OBJECTIVE: Copy every one of the following items word for word, changing nothing.

PROVIDED RECORDS:
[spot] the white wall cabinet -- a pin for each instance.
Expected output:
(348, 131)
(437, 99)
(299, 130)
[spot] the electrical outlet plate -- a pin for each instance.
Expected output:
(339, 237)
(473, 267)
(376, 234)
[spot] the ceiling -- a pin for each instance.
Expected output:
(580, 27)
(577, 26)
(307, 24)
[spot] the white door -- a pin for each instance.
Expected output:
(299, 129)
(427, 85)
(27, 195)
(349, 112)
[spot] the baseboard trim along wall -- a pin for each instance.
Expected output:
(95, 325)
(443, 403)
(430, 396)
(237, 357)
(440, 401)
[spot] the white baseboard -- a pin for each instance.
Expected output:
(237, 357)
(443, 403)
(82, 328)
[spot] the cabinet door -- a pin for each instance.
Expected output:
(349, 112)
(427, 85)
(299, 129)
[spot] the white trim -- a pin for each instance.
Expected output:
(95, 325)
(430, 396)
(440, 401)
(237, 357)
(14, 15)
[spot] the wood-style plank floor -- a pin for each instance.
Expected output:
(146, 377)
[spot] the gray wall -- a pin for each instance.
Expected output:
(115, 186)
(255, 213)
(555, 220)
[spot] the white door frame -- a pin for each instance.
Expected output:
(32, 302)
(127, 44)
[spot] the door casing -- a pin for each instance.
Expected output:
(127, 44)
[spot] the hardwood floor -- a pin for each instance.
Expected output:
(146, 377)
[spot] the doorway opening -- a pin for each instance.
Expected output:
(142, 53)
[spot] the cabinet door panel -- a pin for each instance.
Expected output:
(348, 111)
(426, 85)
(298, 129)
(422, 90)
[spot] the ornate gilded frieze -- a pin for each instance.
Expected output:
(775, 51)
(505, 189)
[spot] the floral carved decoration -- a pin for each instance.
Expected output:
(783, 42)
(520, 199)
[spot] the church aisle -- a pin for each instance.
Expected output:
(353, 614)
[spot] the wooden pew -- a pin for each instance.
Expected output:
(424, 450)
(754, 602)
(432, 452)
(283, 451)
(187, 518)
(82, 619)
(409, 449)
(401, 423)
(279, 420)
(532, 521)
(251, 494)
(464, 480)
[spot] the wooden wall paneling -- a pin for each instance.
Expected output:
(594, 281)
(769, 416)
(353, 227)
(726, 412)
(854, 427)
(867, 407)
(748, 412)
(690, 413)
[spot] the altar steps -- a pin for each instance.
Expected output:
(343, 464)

EXPECTED ANSWER:
[spot] the white wall cabinet -- a pin for each instance.
Expected output:
(348, 131)
(437, 99)
(299, 130)
[spot] the electrical outlet plate -- a pin for each instance.
Expected output:
(339, 237)
(473, 267)
(376, 234)
[spot] the ceiling -- a pin for each instance.
Expected output:
(580, 27)
(577, 26)
(307, 24)
[spot] the white door -- a pin for each instance.
Expected output:
(299, 129)
(427, 85)
(27, 195)
(349, 112)
[spot] the baseboard trim along wall -- a pin for each instance.
Expected output:
(95, 325)
(443, 403)
(430, 396)
(237, 357)
(440, 401)
[spot] the white baseboard -- a pin for each instance.
Expected output:
(237, 357)
(443, 403)
(82, 328)
[spot] the cabinet door -- a pin for each instance.
Expected output:
(349, 112)
(427, 85)
(299, 129)
[spot] the white trim -- a pin for each instance.
Expected output:
(95, 325)
(430, 396)
(440, 401)
(237, 357)
(14, 15)
[spot] the wood-style plank floor -- a pin for each instance.
Expected output:
(146, 377)
[spot] the gray wall -- a pin for each instance.
Expected output:
(115, 186)
(255, 213)
(555, 220)
[spot] the white door frame -- a pin for each instance.
Expected output:
(32, 302)
(127, 44)
[spot] the door casing -- a pin for each instance.
Expected output:
(127, 44)
[spot] the hardwood floor -- a pin for each instance.
Expected output:
(146, 377)
[spot] the doorway opening -- a pin for each instance.
Expected output:
(142, 53)
[spot] the cabinet door panel -- a pin for each instance.
Expected output:
(348, 111)
(426, 85)
(298, 129)
(422, 90)
[spot] the ornate gilded frieze -- a pin for each instance.
Expected output:
(775, 51)
(505, 189)
[spot] the floral carved decoration -- a pin for each instance.
Expected output:
(783, 42)
(520, 199)
[spot] the church aisle -- a pin for each instance.
Expected output:
(353, 614)
[spot] the wooden pew -- a pin for each instance.
Expected output:
(424, 450)
(754, 602)
(432, 452)
(283, 451)
(187, 518)
(82, 619)
(409, 449)
(401, 423)
(279, 420)
(532, 521)
(251, 494)
(464, 480)
[spot] the wooden wall paneling -- a pin for each instance.
Expected output:
(594, 281)
(769, 416)
(353, 227)
(726, 412)
(854, 427)
(867, 407)
(748, 412)
(690, 413)
[spot] the altar steps -- a pin for each instance.
Expected output:
(343, 464)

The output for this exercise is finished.